___ Фрагмент страницы
Поколение оттепели — страница 9 из 80

Уже с тридцатых годов в библиотеках проводились чистки. Изымались книги, написанные немарксистами и «врагами народа», а также книги, в которых таковые упоминались без должного осуждения. Лет за десять библиотечные полки опустели. Невозможно было найти первоисточники для глубокого изучения русского революционного движения. Книги по русской философии и общественной мысли периода с 1860-го по 1940 год были буквально выметены. Не осталось и следа от политических партий России, даже материалы о большевиках начинались с 1940 года.

Теперь все газеты, журналы и книги были посвящены прославлению товарища Сталина, Коммунистической партии, Советской Родины, великого русского народа и наших доблестных Вооруженных сил. Ни одна книга не должна была быть безыдейной. Просто любовная история, лирическое стихотворение или приключенческая повесть не имели больше права на существование, если не несли в себе идеологический заряд. Отвлеченные от идеологии литературные произведения к печати не принимались и расценивались как «буржуазный ревизионизм».
______
Задание -
Ответьте по отрывку выше на вопросы:
1. С какого времени в библиотеках проводились чистки?
2. С какого года начинались даже материалы о большевиках?
3. Как расценивались литературные произведения, отвлеченные от идеологии?
___ Записи набора данных
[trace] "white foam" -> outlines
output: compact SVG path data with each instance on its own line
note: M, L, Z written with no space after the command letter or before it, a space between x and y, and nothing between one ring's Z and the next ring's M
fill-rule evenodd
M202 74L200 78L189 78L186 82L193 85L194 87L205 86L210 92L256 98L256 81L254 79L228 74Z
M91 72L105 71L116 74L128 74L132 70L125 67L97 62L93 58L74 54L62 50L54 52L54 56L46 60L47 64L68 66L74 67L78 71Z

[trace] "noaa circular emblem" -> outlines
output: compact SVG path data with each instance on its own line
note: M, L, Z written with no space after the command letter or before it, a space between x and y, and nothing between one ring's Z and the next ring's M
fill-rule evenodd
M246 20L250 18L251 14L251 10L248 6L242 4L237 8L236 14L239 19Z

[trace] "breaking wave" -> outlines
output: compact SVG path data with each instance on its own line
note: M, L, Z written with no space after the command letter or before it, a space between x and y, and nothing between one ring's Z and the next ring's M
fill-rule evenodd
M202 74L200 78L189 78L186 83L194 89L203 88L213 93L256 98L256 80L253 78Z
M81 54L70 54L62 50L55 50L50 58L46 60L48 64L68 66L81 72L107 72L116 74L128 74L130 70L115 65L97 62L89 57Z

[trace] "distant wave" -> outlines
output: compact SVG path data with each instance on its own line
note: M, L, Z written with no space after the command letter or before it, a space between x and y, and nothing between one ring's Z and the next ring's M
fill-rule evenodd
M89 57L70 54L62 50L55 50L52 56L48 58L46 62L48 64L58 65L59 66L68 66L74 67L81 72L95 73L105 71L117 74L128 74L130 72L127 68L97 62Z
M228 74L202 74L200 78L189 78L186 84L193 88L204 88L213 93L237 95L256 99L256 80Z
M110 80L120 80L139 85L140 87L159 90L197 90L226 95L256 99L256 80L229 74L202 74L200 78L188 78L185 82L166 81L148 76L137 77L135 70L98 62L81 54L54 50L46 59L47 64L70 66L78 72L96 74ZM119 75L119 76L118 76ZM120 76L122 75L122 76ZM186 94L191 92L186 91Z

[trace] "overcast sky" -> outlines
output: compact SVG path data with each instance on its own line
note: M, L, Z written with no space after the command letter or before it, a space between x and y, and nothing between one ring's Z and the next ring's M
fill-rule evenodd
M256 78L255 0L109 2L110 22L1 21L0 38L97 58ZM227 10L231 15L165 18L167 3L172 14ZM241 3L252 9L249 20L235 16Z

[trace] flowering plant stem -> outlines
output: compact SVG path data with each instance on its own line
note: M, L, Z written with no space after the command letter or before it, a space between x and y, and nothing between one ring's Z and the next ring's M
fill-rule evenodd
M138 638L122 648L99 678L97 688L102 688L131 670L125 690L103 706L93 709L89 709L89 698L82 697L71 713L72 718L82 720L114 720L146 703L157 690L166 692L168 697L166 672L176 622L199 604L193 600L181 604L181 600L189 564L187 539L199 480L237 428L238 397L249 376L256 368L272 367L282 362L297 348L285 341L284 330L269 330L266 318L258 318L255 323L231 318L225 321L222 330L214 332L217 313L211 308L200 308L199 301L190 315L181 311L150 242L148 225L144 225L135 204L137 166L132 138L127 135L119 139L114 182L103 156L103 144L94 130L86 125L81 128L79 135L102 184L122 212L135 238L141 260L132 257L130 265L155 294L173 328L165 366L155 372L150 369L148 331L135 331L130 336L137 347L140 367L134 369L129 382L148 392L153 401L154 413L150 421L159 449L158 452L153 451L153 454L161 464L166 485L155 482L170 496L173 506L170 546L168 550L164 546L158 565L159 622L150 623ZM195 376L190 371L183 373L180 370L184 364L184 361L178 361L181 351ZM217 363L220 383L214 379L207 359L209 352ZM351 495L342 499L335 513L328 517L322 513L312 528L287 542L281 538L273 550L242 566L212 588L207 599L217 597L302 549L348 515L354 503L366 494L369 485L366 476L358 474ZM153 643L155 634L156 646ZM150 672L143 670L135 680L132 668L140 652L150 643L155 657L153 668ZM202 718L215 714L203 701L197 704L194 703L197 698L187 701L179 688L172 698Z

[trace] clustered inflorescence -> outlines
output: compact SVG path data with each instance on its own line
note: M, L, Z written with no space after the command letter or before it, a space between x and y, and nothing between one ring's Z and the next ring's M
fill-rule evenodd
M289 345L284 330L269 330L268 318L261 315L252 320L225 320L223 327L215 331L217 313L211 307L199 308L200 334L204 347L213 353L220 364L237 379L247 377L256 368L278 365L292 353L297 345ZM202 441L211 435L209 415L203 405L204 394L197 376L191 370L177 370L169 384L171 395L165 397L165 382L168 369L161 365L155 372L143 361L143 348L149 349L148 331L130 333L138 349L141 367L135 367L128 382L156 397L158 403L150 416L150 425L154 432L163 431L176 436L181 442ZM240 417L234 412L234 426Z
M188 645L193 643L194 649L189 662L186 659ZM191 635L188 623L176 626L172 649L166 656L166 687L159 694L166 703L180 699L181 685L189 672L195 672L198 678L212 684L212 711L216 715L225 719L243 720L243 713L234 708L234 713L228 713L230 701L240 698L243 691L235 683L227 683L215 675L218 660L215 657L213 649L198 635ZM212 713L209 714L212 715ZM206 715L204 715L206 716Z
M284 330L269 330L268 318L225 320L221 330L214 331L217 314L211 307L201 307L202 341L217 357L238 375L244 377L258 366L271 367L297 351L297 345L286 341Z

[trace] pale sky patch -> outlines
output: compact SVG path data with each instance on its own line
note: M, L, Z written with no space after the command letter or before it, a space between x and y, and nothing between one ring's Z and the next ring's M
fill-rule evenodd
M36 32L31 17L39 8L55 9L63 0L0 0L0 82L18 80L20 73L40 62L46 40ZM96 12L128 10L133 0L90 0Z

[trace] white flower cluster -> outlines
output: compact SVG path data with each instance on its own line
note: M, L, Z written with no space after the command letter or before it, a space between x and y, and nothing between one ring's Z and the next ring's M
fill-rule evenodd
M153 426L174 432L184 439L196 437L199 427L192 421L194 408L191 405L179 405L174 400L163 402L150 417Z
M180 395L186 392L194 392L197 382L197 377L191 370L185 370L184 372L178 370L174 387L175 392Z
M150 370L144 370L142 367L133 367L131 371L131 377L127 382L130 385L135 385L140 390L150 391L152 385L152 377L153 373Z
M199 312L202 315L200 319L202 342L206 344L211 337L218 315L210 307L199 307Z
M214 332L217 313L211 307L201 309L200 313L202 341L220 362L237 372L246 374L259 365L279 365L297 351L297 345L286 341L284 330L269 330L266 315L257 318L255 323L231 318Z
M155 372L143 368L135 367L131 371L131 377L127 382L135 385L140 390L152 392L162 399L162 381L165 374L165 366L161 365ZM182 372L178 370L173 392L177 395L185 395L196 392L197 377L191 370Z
______
Ответ -
1. С тридцатых годов.
2. С 1940 года.
3. Как «буржуазный ревизионизм».